--- LISTED ENTRIES ---
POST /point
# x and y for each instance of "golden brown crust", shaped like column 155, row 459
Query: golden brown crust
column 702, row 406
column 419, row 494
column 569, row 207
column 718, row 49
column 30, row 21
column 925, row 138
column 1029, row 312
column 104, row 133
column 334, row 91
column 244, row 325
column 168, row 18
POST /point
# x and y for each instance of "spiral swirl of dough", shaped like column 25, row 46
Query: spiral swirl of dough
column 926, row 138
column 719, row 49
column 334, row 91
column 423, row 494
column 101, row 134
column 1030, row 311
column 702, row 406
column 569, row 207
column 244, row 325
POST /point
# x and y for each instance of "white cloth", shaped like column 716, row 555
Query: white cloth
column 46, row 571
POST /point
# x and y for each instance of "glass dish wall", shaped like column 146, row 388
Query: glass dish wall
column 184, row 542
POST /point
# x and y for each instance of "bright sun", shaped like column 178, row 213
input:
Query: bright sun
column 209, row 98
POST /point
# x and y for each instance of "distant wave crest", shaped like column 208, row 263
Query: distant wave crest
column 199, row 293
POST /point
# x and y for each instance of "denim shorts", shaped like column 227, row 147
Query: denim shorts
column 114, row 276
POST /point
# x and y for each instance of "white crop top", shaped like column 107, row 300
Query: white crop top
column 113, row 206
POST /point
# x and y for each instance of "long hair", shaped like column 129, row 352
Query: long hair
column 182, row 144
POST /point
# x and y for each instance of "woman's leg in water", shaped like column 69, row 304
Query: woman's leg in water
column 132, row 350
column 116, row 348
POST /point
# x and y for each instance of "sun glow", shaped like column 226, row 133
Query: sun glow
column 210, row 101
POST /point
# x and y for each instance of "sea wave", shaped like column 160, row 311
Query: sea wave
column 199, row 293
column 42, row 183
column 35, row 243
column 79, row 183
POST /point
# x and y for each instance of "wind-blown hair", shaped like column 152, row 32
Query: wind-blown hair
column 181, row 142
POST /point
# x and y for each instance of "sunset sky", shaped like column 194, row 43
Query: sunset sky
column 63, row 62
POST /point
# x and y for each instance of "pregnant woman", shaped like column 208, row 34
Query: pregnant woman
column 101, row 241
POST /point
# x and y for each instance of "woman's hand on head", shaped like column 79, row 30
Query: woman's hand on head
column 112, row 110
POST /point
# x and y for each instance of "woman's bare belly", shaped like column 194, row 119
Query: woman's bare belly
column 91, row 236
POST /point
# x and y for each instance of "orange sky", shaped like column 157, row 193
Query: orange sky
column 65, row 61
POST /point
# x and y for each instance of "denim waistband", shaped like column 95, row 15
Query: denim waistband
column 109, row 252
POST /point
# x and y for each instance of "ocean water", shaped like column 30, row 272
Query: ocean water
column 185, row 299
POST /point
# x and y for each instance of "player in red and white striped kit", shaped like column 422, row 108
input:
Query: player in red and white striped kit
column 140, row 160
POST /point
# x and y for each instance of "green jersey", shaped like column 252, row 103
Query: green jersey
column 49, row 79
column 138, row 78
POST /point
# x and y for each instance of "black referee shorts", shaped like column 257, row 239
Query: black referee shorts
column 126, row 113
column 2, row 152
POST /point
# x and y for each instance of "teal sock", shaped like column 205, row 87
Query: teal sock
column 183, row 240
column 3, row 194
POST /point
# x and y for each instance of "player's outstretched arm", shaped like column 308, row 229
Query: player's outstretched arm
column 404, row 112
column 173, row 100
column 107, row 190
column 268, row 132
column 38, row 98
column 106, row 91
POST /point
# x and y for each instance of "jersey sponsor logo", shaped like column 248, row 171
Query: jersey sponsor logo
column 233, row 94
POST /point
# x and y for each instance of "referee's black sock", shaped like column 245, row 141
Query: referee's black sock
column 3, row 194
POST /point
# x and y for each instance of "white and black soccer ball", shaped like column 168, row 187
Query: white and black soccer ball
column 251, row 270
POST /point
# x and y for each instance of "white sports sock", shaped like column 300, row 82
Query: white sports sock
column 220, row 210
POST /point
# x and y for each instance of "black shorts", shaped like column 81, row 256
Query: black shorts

--- TASK DIRECTIONS ---
Extract every line of the listing from its first line down to the line that contains "column 114, row 276", including both ends, and reproduce those lines unchanged.

--- WORKED SOLUTION ---
POST /point
# x and y for each instance of "golden brown crust", shaped like column 155, row 459
Query: golden brown crust
column 702, row 406
column 419, row 494
column 569, row 207
column 718, row 49
column 30, row 21
column 925, row 138
column 1029, row 312
column 104, row 133
column 334, row 91
column 244, row 325
column 168, row 18
POST /point
# x and y for each instance of "spiral swirl of dough", shaped like column 25, row 46
Query: spiral swirl of dough
column 926, row 138
column 719, row 49
column 334, row 91
column 423, row 494
column 101, row 134
column 1030, row 311
column 702, row 406
column 569, row 207
column 244, row 325
POST /point
# x and y for each instance of "white cloth", shaped like column 716, row 555
Query: white cloth
column 46, row 571
POST /point
# x and y for each instance of "glass dish wall", shaped like column 146, row 388
Query: glass dish wall
column 184, row 542
POST /point
# x and y for each instance of "bright sun", shaped like column 178, row 213
input:
Query: bright sun
column 209, row 98
POST /point
# x and y for each instance of "distant wave crest", shaped like column 208, row 263
Query: distant wave crest
column 199, row 293
POST /point
# x and y for each instance of "denim shorts", shaped like column 227, row 147
Query: denim shorts
column 114, row 276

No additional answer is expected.